Start of Text block
MODULE = Unicode::Normalize	PACKAGE = Unicode::Normalize

SV*
decompose(src, compat = &PL_sv_no)
    SV * src
    SV * compat
  PROTOTYPE: $;$
  PREINIT:
    SV *dst;
    STRLEN srclen, retlen;
    U8 *s, *e, *p, *r;
    UV uv;
    bool iscompat;
  CODE:
    iscompat = SvTRUE(compat);
    s = (U8*)sv_2pvunicode(src,&srclen);
    e = s + srclen;

    dst = newSV(1);
    (void)SvPOK_only(dst);
    SvUTF8_on(dst);

    for (p = s; p < e; p += retlen) {
	uv = utf8n_to_uvuni(p, e - p, &retlen, AllowAnyUTF);
	if (!retlen)
	    croak(ErrRetlenIsZero);

	if (Hangul_IsS(uv))
	    sv_cat_decompHangul(dst, uv);
	else {
	    r = iscompat ? dec_compat(uv) : dec_canonical(uv);
	    if (r)
		sv_catpv(dst, (char *)r);
	    else
		sv_cat_uvuni(dst, uv);
	}
    }
    RETVAL = dst;
  OUTPUT:
    RETVAL



SV*
reorder(src)
    SV * src
  PROTOTYPE: $
  PREINIT:
    SV *dst;
    STRLEN srclen, dstlen, retlen, stk_cc_max;
    U8 *s, *e, *p, *d, curCC;
    UV uv, uvlast;
    UNF_cc * stk_cc;
    STRLEN i, cc_pos;
    bool valid_uvlast;
  CODE:
    s = (U8*)sv_2pvunicode(src,&srclen);
    e = s + srclen;

    dstlen = srclen + 1;
    dst = newSV(dstlen);
    (void)SvPOK_only(dst);
    SvUTF8_on(dst);
    d = (U8*)SvPVX(dst);

    stk_cc_max = 10; /* enough as an initial value? */
    New(0, stk_cc, stk_cc_max, UNF_cc);

    for (p = s; p < e;) {
	uv = utf8n_to_uvuni(p, e - p, &retlen, AllowAnyUTF);
	if (!retlen)
	    croak(ErrRetlenIsZero);
	p += retlen;

	curCC = getCombinClass(uv);
	if (curCC == 0) {
	    d = uvuni_to_utf8(d, uv);
	    continue;
	}

	cc_pos = 0;
	stk_cc[cc_pos].cc  = curCC;
	stk_cc[cc_pos].uv  = uv;
	stk_cc[cc_pos].pos = cc_pos;

	valid_uvlast = FALSE;
	while (p < e) {
	    uv = utf8n_to_uvuni(p, e - p, &retlen, AllowAnyUTF);
	    if (!retlen)
End of Text block
*List of tasks*.
**a.** In the Unicode::Normalize code, what initial value is assigned to stk_cc_max?
**b.** Rewrite the passage of the Unicode::Normalize code that starts at the words "dst = newSV(1);" and stops after "if (Hangul_IsS(uv))", changing each "dst" to "out".
Start of Data records
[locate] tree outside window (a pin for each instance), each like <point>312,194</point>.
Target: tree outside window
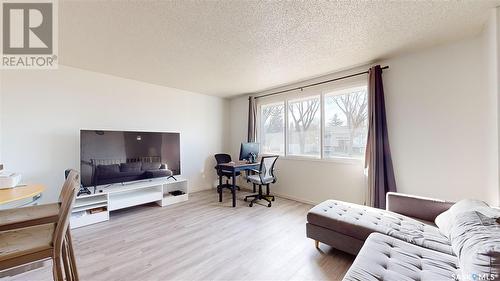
<point>346,123</point>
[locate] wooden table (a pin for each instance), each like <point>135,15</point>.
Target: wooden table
<point>235,167</point>
<point>9,195</point>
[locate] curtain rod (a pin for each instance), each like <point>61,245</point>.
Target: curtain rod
<point>316,84</point>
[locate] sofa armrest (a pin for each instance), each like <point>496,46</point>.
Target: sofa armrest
<point>415,206</point>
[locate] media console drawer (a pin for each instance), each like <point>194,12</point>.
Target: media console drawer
<point>123,196</point>
<point>133,198</point>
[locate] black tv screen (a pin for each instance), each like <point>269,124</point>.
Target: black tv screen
<point>108,157</point>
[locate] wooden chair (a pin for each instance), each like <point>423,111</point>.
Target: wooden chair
<point>41,232</point>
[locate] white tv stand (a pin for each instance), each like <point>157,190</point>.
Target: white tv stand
<point>119,196</point>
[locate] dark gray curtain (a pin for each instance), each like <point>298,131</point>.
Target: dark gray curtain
<point>252,119</point>
<point>378,158</point>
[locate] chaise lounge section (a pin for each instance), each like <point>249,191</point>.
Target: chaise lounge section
<point>403,242</point>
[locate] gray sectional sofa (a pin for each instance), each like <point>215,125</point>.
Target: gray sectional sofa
<point>415,238</point>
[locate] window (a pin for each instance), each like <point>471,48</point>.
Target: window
<point>304,127</point>
<point>272,128</point>
<point>331,125</point>
<point>345,128</point>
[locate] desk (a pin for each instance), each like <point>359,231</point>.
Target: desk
<point>235,167</point>
<point>9,195</point>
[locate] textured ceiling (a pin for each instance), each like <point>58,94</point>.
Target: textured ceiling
<point>228,48</point>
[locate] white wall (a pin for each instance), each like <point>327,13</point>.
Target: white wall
<point>442,125</point>
<point>43,111</point>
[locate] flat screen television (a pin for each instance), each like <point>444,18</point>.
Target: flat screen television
<point>109,157</point>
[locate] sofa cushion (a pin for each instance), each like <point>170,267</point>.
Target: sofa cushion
<point>386,258</point>
<point>445,219</point>
<point>360,221</point>
<point>150,166</point>
<point>475,238</point>
<point>130,167</point>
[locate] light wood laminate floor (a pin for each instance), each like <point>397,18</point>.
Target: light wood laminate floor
<point>203,239</point>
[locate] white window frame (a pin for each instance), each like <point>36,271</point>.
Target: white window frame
<point>259,132</point>
<point>287,131</point>
<point>285,101</point>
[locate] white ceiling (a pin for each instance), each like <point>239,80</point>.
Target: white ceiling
<point>227,48</point>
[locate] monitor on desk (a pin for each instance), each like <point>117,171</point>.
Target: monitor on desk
<point>249,149</point>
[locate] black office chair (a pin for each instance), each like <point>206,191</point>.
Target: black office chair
<point>222,158</point>
<point>265,176</point>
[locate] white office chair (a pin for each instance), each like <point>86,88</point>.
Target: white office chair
<point>265,176</point>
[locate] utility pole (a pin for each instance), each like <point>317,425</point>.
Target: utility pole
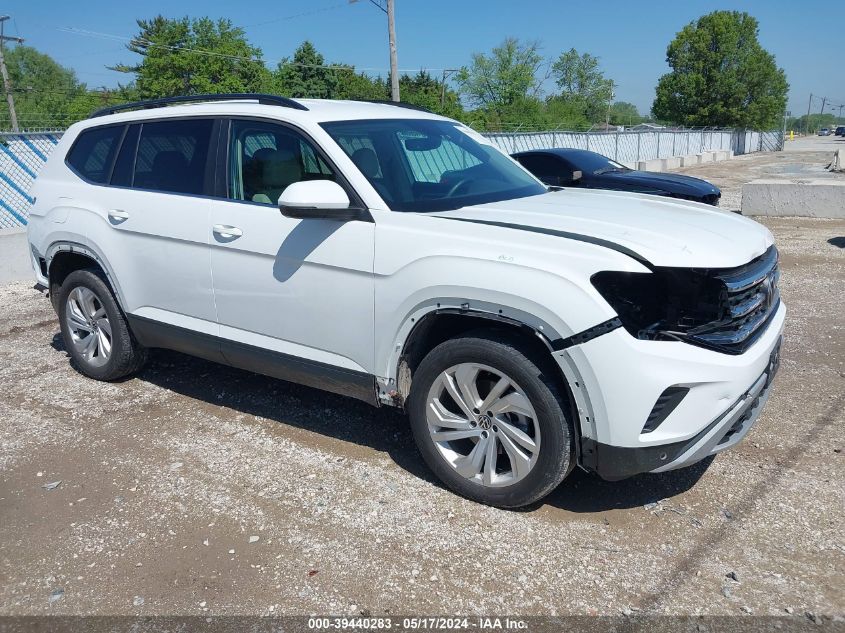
<point>391,35</point>
<point>7,84</point>
<point>609,101</point>
<point>394,65</point>
<point>807,122</point>
<point>446,73</point>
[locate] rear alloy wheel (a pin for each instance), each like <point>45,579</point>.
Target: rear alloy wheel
<point>89,326</point>
<point>94,329</point>
<point>489,420</point>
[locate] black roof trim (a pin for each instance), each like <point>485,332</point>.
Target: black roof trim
<point>398,104</point>
<point>263,99</point>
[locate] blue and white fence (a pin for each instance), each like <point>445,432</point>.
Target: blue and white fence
<point>21,158</point>
<point>23,155</point>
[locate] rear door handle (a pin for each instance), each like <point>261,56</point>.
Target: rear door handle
<point>226,231</point>
<point>117,216</point>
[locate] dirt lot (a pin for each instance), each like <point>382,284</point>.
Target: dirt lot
<point>197,489</point>
<point>802,158</point>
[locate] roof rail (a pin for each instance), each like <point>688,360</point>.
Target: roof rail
<point>263,99</point>
<point>398,104</point>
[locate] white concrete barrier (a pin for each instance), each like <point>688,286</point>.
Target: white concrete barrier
<point>14,256</point>
<point>650,165</point>
<point>670,163</point>
<point>808,198</point>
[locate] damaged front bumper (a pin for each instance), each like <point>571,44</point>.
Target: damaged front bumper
<point>616,462</point>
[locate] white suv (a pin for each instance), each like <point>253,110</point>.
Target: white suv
<point>525,329</point>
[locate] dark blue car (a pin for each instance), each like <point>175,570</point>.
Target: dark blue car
<point>581,168</point>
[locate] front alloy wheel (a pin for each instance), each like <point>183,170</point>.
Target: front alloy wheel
<point>490,419</point>
<point>483,424</point>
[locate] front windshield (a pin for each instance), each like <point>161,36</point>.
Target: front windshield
<point>430,165</point>
<point>592,163</point>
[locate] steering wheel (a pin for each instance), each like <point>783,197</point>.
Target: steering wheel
<point>454,188</point>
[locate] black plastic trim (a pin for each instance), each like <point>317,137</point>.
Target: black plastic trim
<point>263,99</point>
<point>355,200</point>
<point>339,380</point>
<point>565,234</point>
<point>587,335</point>
<point>398,104</point>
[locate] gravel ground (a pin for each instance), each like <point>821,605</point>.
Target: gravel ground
End of Data records
*Completed exercise*.
**a.** 10

**b.**
out = newSV(1);
    (void)SvPOK_only(out);
    SvUTF8_on(out);

    for (p = s; p < e; p += retlen) {
	uv = utf8n_to_uvuni(p, e - p, &retlen, AllowAnyUTF);
	if (!retlen)
	    croak(ErrRetlenIsZero);

	if (Hangul_IsS(uv))